**Problem details:**
Reproduce the following records verbatim, omitting the pictures from your reproduction.

**Records to process:**

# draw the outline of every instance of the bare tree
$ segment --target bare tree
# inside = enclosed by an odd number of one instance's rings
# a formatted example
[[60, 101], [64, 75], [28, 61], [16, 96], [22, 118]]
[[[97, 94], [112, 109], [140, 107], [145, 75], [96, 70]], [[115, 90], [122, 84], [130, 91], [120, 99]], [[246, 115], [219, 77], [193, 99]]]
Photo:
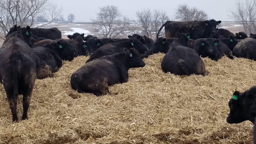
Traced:
[[92, 20], [98, 29], [98, 34], [104, 38], [116, 38], [127, 30], [130, 20], [122, 16], [118, 8], [107, 6], [100, 8], [96, 19]]
[[239, 22], [247, 34], [256, 33], [256, 0], [236, 1], [236, 8], [230, 8], [229, 16]]
[[134, 22], [136, 27], [142, 32], [141, 34], [150, 38], [152, 38], [153, 34], [156, 34], [160, 27], [170, 20], [166, 12], [158, 10], [154, 10], [152, 12], [149, 9], [143, 9], [136, 12], [136, 16], [138, 22], [134, 20]]
[[[154, 34], [157, 34], [160, 27], [166, 21], [170, 20], [170, 17], [166, 12], [155, 10], [153, 15], [152, 28]], [[164, 32], [162, 31], [159, 36], [163, 35]]]
[[178, 6], [175, 12], [175, 18], [182, 21], [205, 20], [208, 19], [208, 15], [204, 11], [195, 7], [190, 8], [187, 4]]
[[70, 22], [73, 22], [75, 19], [75, 15], [73, 14], [70, 14], [68, 16], [68, 20]]
[[62, 12], [62, 8], [58, 8], [50, 0], [1, 0], [0, 29], [5, 36], [15, 24], [31, 26], [37, 18], [44, 16], [47, 22], [37, 27], [42, 26], [52, 22]]

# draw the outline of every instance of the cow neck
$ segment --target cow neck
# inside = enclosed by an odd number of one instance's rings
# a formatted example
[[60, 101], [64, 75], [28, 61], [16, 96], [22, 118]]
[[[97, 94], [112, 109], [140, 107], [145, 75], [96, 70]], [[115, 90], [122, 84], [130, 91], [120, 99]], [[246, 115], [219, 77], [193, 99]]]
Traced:
[[118, 60], [121, 63], [124, 65], [127, 71], [130, 68], [128, 64], [129, 57], [130, 53], [128, 52], [118, 53], [114, 55], [115, 59]]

**Answer to the exercise:**
# draw the outline of every instance of the bare tree
$ segment --target bare tree
# inside = enclosed by an odd number of one instance's rings
# a formatted example
[[60, 101], [64, 75], [28, 61], [16, 96], [22, 118]]
[[[97, 94], [112, 109], [140, 107], [145, 75], [96, 70]], [[115, 90], [122, 84], [130, 91], [120, 99]], [[246, 115], [219, 77], [193, 99]]]
Photo:
Traced:
[[92, 20], [98, 29], [98, 34], [104, 38], [116, 38], [127, 30], [130, 20], [122, 16], [118, 8], [107, 6], [100, 8], [96, 19]]
[[239, 22], [247, 34], [256, 33], [256, 0], [236, 1], [236, 8], [230, 8], [229, 16]]
[[134, 22], [136, 27], [142, 32], [141, 34], [150, 38], [152, 38], [153, 34], [156, 34], [160, 27], [170, 20], [166, 12], [158, 10], [154, 10], [152, 12], [149, 9], [143, 9], [136, 12], [136, 16], [138, 22], [134, 20]]
[[[154, 34], [157, 34], [160, 27], [166, 21], [170, 20], [170, 17], [166, 12], [155, 10], [153, 15], [152, 28]], [[164, 32], [162, 31], [159, 36], [163, 35]]]
[[178, 6], [175, 12], [175, 18], [182, 21], [205, 20], [208, 19], [208, 15], [204, 11], [195, 7], [190, 8], [187, 4]]
[[70, 22], [73, 22], [75, 19], [75, 15], [73, 14], [70, 14], [68, 16], [68, 20]]
[[62, 12], [62, 8], [58, 8], [50, 0], [1, 0], [0, 29], [5, 36], [15, 24], [31, 26], [37, 18], [44, 16], [47, 22], [37, 27], [42, 26], [52, 22]]

# draw the outline of every instance of the cow neck
$ segment --target cow neck
# inside = enclosed by an odd number of one instance's rings
# a formatted example
[[60, 101], [64, 75], [28, 61], [16, 96], [22, 118]]
[[[97, 94], [112, 109], [140, 107], [145, 75], [96, 70]], [[115, 90], [122, 84], [130, 91], [120, 99]], [[246, 115], [219, 77], [193, 99]]]
Traced:
[[118, 60], [121, 63], [124, 65], [127, 71], [130, 68], [128, 64], [129, 57], [130, 53], [128, 52], [118, 53], [114, 55], [115, 59]]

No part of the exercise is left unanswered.